WORK ORDER -
Where the word "deck" occurs in a line of the data, return the whole line.

INFORMATION GIVEN: Begin

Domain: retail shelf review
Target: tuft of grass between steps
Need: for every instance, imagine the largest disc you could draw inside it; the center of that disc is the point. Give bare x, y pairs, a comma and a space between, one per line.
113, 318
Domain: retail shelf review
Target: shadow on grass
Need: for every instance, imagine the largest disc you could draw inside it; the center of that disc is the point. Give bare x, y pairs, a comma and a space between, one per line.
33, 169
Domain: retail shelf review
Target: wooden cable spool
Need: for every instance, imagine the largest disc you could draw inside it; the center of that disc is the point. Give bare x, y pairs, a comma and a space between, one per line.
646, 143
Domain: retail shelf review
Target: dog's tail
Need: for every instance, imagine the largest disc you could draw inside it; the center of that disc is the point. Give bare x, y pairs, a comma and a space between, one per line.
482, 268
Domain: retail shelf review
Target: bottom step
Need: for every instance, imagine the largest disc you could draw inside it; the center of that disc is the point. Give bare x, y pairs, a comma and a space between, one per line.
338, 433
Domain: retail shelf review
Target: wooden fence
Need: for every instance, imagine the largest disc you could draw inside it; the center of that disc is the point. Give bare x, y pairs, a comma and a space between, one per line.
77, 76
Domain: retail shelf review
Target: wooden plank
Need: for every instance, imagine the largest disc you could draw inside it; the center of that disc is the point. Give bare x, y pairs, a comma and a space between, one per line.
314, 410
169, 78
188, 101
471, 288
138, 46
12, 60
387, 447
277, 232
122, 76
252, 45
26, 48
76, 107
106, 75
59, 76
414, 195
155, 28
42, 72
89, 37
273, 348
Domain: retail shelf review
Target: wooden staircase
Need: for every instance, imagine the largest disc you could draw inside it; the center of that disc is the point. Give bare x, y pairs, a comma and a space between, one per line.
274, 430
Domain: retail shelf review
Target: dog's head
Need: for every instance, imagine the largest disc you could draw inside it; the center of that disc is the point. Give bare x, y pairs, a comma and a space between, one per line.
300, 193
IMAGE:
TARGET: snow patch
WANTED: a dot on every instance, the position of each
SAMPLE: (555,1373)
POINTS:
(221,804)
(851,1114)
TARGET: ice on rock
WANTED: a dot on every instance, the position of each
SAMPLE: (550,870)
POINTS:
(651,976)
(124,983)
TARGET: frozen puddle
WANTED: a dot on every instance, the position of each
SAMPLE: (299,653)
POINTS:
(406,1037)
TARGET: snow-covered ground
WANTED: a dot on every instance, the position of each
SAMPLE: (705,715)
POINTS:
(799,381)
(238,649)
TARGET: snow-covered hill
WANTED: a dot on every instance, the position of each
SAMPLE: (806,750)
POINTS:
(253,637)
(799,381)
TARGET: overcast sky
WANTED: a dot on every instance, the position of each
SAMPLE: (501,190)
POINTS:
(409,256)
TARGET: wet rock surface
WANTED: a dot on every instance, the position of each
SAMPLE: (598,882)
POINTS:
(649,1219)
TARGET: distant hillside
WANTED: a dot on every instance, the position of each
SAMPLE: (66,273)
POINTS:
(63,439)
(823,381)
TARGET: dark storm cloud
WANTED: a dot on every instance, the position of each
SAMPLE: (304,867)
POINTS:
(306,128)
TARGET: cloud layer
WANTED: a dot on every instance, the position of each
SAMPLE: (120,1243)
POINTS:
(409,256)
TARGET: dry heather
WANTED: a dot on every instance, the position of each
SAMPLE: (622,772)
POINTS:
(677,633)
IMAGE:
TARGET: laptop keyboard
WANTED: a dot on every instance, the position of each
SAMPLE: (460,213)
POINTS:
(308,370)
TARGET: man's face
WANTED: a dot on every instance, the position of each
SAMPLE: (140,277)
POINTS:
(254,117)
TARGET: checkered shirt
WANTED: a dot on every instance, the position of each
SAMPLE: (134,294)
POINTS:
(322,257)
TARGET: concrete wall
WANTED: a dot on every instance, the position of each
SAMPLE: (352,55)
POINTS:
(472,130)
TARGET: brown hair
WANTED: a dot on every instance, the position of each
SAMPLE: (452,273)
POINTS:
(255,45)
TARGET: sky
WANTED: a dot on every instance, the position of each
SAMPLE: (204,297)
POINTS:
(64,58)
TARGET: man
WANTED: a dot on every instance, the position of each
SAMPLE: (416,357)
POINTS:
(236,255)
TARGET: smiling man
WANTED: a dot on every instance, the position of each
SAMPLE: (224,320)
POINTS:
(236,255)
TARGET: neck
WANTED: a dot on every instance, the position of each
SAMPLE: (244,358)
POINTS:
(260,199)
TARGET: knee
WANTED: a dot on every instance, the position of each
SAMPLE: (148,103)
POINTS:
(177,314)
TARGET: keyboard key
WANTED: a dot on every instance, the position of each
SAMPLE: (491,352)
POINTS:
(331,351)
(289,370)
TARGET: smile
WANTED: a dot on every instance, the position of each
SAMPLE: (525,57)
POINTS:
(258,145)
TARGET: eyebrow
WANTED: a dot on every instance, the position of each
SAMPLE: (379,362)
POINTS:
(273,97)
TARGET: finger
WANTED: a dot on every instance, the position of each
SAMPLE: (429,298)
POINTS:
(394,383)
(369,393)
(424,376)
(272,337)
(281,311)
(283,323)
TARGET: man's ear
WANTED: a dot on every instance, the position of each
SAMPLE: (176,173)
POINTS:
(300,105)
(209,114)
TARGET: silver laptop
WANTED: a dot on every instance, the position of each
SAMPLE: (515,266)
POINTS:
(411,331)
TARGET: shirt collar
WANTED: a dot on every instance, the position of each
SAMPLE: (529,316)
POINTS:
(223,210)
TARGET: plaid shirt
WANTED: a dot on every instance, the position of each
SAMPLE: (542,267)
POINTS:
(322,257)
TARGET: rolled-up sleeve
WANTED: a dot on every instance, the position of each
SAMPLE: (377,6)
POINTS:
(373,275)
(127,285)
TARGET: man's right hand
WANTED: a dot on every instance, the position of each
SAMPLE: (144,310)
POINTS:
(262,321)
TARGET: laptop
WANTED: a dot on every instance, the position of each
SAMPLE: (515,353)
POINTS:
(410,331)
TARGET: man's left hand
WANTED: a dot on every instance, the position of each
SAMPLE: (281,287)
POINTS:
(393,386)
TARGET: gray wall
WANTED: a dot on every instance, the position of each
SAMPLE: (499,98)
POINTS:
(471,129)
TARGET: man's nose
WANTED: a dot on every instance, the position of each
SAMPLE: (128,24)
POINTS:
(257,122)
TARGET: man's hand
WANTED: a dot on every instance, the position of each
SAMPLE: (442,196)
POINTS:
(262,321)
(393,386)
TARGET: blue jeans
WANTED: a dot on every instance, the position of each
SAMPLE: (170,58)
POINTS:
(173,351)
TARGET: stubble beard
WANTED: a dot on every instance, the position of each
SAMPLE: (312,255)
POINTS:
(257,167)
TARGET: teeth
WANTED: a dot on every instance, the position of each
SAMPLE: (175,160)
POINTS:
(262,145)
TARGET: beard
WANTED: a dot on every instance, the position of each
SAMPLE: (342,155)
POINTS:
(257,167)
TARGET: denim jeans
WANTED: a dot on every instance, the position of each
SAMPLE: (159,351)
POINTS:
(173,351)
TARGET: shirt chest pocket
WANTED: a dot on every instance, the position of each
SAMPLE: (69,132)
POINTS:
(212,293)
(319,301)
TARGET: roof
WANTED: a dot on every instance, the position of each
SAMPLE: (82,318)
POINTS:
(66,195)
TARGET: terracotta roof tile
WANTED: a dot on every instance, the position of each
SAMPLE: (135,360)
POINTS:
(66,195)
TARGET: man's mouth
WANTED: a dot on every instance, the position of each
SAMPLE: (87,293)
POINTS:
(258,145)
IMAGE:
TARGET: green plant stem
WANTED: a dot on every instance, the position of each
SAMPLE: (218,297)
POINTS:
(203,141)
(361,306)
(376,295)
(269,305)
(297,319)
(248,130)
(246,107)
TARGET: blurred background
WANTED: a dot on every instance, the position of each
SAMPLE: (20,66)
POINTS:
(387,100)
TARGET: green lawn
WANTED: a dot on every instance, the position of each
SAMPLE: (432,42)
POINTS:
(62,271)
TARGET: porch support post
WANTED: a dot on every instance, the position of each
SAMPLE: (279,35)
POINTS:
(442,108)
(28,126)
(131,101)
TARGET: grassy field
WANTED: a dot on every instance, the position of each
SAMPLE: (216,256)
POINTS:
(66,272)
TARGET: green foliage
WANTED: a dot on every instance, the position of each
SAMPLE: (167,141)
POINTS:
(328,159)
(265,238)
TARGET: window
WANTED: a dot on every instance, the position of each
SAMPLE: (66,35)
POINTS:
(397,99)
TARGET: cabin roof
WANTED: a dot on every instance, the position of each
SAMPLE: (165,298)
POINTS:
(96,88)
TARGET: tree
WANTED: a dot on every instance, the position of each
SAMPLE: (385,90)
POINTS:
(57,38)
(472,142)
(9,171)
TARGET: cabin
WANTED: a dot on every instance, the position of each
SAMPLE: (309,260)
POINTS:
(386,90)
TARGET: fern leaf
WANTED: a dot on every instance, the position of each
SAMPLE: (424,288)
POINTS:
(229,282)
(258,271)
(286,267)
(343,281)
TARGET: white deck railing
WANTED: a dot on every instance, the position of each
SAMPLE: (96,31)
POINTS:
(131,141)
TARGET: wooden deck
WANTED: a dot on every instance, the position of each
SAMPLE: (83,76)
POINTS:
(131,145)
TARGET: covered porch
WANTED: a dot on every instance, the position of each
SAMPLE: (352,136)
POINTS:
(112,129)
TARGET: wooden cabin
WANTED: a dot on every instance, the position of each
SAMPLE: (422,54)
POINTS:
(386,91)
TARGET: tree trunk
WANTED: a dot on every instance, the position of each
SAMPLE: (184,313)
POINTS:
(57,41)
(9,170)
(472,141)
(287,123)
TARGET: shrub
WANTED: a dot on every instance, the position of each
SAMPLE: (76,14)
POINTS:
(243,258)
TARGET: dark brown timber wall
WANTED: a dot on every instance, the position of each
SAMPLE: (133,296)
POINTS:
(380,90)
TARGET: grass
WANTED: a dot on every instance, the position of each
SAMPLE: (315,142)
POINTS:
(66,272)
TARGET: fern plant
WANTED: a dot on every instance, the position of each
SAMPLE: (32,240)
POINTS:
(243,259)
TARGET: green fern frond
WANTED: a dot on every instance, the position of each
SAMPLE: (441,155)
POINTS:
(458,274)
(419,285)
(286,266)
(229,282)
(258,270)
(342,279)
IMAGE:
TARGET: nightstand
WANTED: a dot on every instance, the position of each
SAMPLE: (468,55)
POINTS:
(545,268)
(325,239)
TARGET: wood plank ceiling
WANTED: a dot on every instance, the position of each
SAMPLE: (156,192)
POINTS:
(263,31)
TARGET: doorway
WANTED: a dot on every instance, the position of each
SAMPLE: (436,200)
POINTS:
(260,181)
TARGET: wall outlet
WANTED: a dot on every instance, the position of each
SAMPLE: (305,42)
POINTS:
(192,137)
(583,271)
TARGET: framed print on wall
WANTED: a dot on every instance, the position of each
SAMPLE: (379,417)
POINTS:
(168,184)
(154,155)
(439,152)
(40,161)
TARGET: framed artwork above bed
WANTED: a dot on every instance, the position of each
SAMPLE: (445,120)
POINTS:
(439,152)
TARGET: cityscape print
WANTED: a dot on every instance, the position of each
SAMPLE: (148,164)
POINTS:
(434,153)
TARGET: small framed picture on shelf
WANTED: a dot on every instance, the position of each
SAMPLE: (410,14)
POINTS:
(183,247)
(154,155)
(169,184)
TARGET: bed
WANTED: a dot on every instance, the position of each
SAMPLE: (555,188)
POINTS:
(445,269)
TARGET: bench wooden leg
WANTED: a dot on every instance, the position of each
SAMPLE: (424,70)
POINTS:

INFORMATION GIVEN: End

SOLUTION FOR THIS TASK -
TARGET: white deck railing
TARGET: wooden deck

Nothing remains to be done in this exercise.